- **EXERCISE PROMPT**:
Copy out every line of the data exactly.

*** EXCERPTED DATA

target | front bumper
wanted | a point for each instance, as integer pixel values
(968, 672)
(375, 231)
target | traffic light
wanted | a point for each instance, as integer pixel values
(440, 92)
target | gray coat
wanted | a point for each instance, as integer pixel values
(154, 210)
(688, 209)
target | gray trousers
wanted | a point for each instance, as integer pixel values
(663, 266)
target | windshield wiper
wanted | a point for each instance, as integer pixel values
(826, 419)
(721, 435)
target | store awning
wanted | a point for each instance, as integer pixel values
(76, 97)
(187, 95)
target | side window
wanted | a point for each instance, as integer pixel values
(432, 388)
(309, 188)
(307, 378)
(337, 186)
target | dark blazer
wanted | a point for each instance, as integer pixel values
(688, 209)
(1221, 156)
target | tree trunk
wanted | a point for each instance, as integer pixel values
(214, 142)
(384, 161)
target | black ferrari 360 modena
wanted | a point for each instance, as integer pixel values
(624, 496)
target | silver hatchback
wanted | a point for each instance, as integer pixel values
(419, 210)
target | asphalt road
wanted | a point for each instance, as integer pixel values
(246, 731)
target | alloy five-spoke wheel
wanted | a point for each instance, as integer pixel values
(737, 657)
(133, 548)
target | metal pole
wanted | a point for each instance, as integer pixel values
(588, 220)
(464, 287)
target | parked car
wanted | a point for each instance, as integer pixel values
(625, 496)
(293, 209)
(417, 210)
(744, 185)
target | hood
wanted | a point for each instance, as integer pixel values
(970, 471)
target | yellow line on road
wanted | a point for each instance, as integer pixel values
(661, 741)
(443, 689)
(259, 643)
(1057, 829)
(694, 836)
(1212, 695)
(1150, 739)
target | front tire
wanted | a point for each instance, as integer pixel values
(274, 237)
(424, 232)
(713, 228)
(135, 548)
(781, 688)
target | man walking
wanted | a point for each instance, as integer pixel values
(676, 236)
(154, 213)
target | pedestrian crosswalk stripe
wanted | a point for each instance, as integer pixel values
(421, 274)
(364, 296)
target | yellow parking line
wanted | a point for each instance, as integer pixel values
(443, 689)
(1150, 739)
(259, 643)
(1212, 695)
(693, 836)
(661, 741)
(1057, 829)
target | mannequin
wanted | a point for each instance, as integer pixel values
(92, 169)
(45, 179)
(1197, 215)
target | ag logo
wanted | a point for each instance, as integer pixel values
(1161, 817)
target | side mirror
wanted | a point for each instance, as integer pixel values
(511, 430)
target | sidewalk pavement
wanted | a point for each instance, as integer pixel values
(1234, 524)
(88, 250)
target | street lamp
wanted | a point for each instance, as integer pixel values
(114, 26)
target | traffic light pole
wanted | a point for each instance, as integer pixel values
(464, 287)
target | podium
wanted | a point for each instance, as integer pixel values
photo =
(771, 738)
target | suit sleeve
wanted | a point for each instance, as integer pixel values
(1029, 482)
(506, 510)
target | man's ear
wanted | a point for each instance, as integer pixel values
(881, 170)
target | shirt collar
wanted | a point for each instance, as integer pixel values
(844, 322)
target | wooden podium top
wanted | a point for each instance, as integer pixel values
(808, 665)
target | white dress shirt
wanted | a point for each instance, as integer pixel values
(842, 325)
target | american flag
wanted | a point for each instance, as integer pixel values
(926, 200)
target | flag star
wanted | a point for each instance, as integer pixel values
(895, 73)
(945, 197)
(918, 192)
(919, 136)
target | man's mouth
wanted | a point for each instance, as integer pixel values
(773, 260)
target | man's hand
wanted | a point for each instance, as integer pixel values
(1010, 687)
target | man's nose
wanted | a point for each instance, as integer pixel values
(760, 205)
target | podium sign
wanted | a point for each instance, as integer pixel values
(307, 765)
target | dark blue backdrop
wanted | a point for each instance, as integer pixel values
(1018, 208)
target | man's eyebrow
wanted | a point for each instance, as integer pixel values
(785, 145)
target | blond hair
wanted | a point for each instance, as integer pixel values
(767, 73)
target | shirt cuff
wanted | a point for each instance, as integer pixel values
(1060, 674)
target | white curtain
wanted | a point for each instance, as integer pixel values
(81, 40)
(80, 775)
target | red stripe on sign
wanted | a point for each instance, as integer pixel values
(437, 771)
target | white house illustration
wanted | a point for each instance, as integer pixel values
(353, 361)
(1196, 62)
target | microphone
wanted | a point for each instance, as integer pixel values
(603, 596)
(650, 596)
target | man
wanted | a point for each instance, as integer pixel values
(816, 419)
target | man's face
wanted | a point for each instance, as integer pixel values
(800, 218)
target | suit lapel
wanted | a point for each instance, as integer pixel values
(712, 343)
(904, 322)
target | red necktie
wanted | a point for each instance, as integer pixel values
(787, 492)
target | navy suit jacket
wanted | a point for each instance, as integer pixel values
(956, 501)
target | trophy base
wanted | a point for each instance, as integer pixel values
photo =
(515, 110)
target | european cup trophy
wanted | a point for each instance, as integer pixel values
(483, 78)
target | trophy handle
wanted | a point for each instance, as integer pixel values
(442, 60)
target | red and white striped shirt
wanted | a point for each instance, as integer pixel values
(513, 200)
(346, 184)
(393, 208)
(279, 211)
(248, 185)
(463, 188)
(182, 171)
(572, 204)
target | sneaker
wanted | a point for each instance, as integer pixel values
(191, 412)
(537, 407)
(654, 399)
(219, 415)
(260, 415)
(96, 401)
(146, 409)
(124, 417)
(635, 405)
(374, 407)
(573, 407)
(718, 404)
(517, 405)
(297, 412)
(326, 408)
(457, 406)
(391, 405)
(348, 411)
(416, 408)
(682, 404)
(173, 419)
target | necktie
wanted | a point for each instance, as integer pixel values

******

- **TASK RESULT**:
target | front bumper
wanted | a point for each instance, as integer pixel values
(968, 672)
(375, 231)
target | traffic light
wanted | a point for each instance, as integer pixel values
(440, 92)
target | gray coat
wanted | a point for each instance, as integer pixel values
(154, 210)
(688, 209)
target | gray trousers
wanted | a point for each instance, as integer pixel values
(663, 266)
target | windshield wiper
wanted | a point for each instance, as integer pixel values
(826, 419)
(721, 435)
target | store awning
wanted | a point for each instance, as integer pixel values
(76, 97)
(187, 95)
target | side window
wanted | a point for each instance, as integer pixel values
(432, 388)
(309, 188)
(307, 378)
(337, 186)
target | dark blazer
wanted | a point for each instance, as integer pixel values
(688, 209)
(1221, 156)
target | tree trunk
wanted | a point for each instance, as integer pixel values
(214, 142)
(384, 161)
target | black ferrari 360 modena
wanted | a point for each instance, as integer pixel values
(624, 496)
target | silver hatchback
wanted | a point for each instance, as integer pixel values
(419, 210)
target | asphalt road
wanted | a point for each instance, as integer pixel values
(246, 731)
target | alloy five-spoke wheel
wanted | a point for each instance, as integer pixel values
(737, 657)
(133, 548)
target | metal pole
wanted | a point for each instance, as integer pixel values
(588, 220)
(464, 287)
target | parked car
wanted | a point for each instance, as integer pixel values
(625, 496)
(293, 209)
(417, 210)
(744, 185)
target | hood
wanted | a point for each instance, as integer pixel values
(970, 471)
target | yellow line on road
wanted | a point for each instance, as integer pixel values
(661, 741)
(443, 689)
(259, 643)
(1057, 829)
(694, 836)
(1212, 695)
(1150, 739)
target | front tire
wanted | a point for each instance, as integer pixel values
(274, 237)
(424, 232)
(713, 228)
(135, 548)
(781, 688)
target | man walking
wanted | a point for each instance, as integer pixel values
(676, 236)
(154, 213)
target | pedestrian crosswalk stripe
wanted | a point for each instance, as integer pixel values
(421, 274)
(364, 296)
target | yellow parking line
wanted | a point for each instance, as integer pixel values
(443, 689)
(1150, 739)
(259, 643)
(1212, 695)
(693, 836)
(661, 741)
(1057, 829)
target | mannequin
wanted | a point for each instance, as integer pixel values
(92, 169)
(45, 179)
(1197, 215)
target | ag logo
wanted | a point for each instance, as integer pixel values
(1161, 817)
target | side mirror
wanted | a point for each instance, as integer pixel values
(511, 430)
target | sidewalk pavement
wanted | a point for each instance, as integer pixel values
(1234, 524)
(88, 250)
target | street lamp
wanted | a point for each instance, as integer pixel values
(114, 26)
target | traffic light pole
wanted | a point for each instance, as integer pixel values
(464, 287)
target | podium
wanted | a point for each instance, as integer pixel values
photo =
(771, 738)
target | suit sleeve
wanted | a point for each instance, as integer pixel values
(1029, 482)
(506, 510)
target | man's ear
wanted | a point for each instance, as integer pixel values
(881, 170)
target | shirt collar
wanted | a point for each instance, as integer pixel values
(844, 322)
target | wooden podium top
wanted | a point for each instance, as integer pixel values
(808, 665)
target | white dress shirt
wanted | a point for each instance, as integer pixel values
(842, 325)
target | american flag
wanted | a point for each instance, as integer pixel values
(926, 200)
target | flag star
wanted | a point for each instance, as integer pixel values
(895, 73)
(945, 197)
(918, 192)
(919, 136)
target | man's mouth
wanted | a point for each instance, as integer pixel values
(773, 260)
target | man's hand
wanted | a point for each instance, as integer pixel values
(1010, 687)
target | man's nose
wanted | a point for each instance, as integer pixel values
(760, 205)
target | podium sign
wanted | a point for each instance, as integer pixel values
(307, 765)
target | dark blue backdrop
wanted | a point for each instance, as integer pixel values
(1018, 208)
target | man's eyebrow
wanted | a point for each instance, as integer pixel values
(785, 145)
target | blond hair
wanted | a point for each instance, as integer pixel values
(767, 73)
target | shirt cuff
wanted | a point for each instance, as integer pixel values
(1060, 674)
target | white curtain
wanted | a point for each instance, as integer pixel values
(81, 40)
(80, 775)
target | red stripe on sign
wanted | a point for each instance, as integer pixel values
(437, 771)
target | white house illustration
wanted | a point for each instance, as integer pixel values
(353, 361)
(1196, 62)
target | microphone
wanted | a point for each instance, as integer pixel values
(603, 596)
(650, 596)
target | man
wanted | a point for each instance, as integer pixel values
(816, 419)
target | man's face
wanted | a point for each instance, as integer pixel values
(800, 218)
target | suit lapel
wanted | a point for each instance, as integer pixel values
(712, 343)
(904, 322)
target | red necktie
wanted | a point for each instance, as integer pixel values
(787, 492)
target | navy suit jacket
wanted | a point for each instance, as integer pixel values
(956, 501)
target | trophy base
wanted | a point for each instance, as integer pixel values
photo =
(515, 110)
target | european cup trophy
wanted | a point for each instance, as integer pixel values
(483, 78)
target | trophy handle
wanted | a point for each instance, as integer pixel values
(442, 60)
target | red and white striped shirt
wanted | a point for each instance, as integer pixel values
(513, 200)
(346, 184)
(393, 208)
(279, 211)
(248, 185)
(463, 188)
(182, 171)
(572, 204)
target | sneaker
wanted | a point for each instance, as integer pixel values
(191, 412)
(537, 407)
(654, 399)
(219, 415)
(260, 415)
(96, 401)
(146, 409)
(124, 417)
(635, 405)
(374, 407)
(573, 407)
(718, 404)
(517, 405)
(297, 412)
(326, 408)
(457, 406)
(391, 405)
(348, 411)
(416, 408)
(682, 404)
(173, 419)
target | necktie
wanted | a point for each instance, as integer pixel values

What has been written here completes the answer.